Exercise aim —
Answer these questions from the molecule generation instructions:
1. Which two files are required to generate the molecule?
2. What value does the sample command give for --max_atom_num?
3. What values does the -d option accept?

Document passage —
»»

The molecule can be generated by running the following command, where the pocket pdb file and the model parameter file are required, and the rest of the parameters are optional

python main_generate.py -pkt test_samples/test_pocket10/1bvr_C_rec_pocket10-surf.pdb --ckpt ckpt/ZINC-pretrained-255000.pt -n 100 -d cuda:0 --root_path gen_results --name 1bvr -at 1.0 -bt 1.0 --max_atom_num 35 -ft 0.5 -cm True --with_print True

All parameters of generation:

usage: main_generate.py [-h] [-pkt POCKET] [--ckpt CKPT] [-n NUM_GEN] [--name NAME] [-d DEVICE] [-at ATOM_TEMPERATURE] [-bt BOND_TEMPERATURE] [--max_atom_num MAX_ATOM_NUM] [-ft FOCUS_THRESHOLD] [-cm CHOOSE_MAX]
                        [--min_dist_inter_mol MIN_DIST_INTER_MOL] [--bond_length_range BOND_LENGTH_RANGE] [-mdb MAX_DOUBLE_IN_6RING] [--with_print WITH_PRINT] [--root_path ROOT_PATH] [--readme README]

optional arguments:
  -h, --help            show this help message and exit
  -pkt POCKET, --pocket POCKET
                        the pdb file of pocket in receptor
  --ckpt CKPT           the path of saved model
  -n NUM_GEN, --num_gen NUM_GEN
                        the number of generateive molecule
  --name NAME           receptor name
  -d DEVICE, --device DEVICE
                        cuda:x or cpu
  -at ATOM_TEMPERATURE, --atom_temperature ATOM_TEMPERATURE
                        temperature for atom sampling
  -bt BOND_TEMPERATURE, --bond_temperature BOND_TEMPERATURE
                        temperature for bond sampling
  --max_atom_num MAX_ATOM_NUM
                        the max atom number for generation
  -ft FOCUS_THRESHOLD, --focus_threshold FOCUS_THRESHOLD
                        the threshold of probility for focus atom
  -cm CHOOSE_MAX, --choose_max CHOOSE_MAX
                        whether choose the atom that has the highest prob as focus atom
  --min_dist_inter_mol MIN_DIST_INTER_MOL
                        inter-molecular dist cutoff between protein and ligand.

««

Supplied records —
»»

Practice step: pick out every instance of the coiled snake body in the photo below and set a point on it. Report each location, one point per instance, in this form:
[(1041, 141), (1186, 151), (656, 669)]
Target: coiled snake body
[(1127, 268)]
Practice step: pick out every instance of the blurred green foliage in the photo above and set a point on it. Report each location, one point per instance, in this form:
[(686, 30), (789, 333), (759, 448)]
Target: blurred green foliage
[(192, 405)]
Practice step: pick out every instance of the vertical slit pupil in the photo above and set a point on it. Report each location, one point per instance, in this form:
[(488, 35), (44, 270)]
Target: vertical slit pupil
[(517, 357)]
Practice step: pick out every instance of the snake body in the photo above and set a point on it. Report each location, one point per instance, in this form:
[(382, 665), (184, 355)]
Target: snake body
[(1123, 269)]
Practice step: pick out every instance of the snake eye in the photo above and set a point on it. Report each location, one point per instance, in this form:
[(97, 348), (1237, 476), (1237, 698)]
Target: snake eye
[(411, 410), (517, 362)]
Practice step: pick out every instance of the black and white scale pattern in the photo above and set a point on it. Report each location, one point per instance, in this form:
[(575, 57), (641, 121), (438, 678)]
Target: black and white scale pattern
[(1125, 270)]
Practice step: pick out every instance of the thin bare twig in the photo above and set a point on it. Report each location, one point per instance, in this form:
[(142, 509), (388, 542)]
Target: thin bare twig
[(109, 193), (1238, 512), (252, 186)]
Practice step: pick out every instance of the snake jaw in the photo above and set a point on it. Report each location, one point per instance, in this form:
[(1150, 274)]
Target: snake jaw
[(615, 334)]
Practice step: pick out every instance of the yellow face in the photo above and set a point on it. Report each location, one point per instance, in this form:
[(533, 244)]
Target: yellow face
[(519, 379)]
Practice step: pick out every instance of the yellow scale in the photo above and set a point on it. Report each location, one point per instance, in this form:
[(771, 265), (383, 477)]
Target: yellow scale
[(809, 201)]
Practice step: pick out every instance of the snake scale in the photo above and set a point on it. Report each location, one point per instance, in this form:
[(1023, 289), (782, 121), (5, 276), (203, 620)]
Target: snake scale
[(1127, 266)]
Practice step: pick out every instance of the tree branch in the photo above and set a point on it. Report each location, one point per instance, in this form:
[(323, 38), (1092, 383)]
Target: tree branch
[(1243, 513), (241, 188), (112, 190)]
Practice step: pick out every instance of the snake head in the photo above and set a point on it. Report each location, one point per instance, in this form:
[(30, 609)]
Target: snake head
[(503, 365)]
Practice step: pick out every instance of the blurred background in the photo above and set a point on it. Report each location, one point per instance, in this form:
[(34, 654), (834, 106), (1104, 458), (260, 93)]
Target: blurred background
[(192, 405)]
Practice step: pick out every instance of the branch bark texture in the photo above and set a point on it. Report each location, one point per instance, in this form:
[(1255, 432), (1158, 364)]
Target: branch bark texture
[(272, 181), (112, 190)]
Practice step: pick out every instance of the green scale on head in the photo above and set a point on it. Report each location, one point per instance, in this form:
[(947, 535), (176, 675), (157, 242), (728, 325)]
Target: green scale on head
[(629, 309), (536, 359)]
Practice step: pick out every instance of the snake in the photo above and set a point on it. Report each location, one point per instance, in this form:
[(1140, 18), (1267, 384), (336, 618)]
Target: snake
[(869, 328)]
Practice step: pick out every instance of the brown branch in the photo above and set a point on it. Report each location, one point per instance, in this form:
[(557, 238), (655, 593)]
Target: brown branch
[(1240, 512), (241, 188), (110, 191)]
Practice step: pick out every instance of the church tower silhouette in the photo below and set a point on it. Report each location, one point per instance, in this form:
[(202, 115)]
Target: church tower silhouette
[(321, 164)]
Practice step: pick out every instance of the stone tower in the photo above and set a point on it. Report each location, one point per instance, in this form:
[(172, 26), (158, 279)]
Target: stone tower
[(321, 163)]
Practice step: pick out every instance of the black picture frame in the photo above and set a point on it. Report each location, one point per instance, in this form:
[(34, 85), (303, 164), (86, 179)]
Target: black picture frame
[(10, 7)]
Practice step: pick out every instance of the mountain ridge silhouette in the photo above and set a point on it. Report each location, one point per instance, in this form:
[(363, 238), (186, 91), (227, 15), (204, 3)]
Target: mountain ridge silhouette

««

Exercise answer —
1. The pocket pdb file and the model parameter file.
2. 35
3. cuda:x or cpu